— begin SOURCE RECORDS —

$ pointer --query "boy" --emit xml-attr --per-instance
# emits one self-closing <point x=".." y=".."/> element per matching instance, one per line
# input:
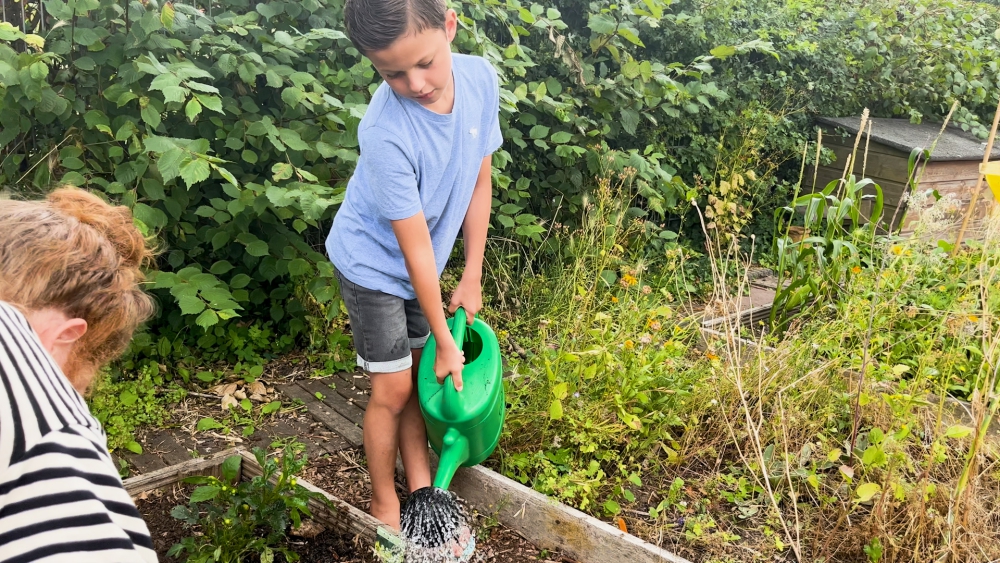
<point x="424" y="173"/>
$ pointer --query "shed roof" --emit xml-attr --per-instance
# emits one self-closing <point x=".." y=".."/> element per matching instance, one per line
<point x="954" y="143"/>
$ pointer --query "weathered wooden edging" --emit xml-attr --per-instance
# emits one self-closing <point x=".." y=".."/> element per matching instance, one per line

— end SOURCE RECORDS —

TASK -> Format every line of the entries above as a numbered list, omitting blank lines and leaving out the pictures.

RIGHT ANSWER ->
1. $ pointer --query "boy" --emit xml-attr --per-instance
2. # emits one self-closing <point x=".." y=".."/> element per matching instance, one per line
3. # input:
4. <point x="424" y="173"/>
5. $ pointer --query "shed roof" --emit xml-attr --per-instance
6. # emits one self-closing <point x=".." y=".."/> element per matching instance, one per line
7. <point x="954" y="143"/>
8. $ pointer --query "weathered wooden edging" --emit xml-attr --per-instance
9. # emits one self-closing <point x=".." y=".."/> element per matching instance, one per line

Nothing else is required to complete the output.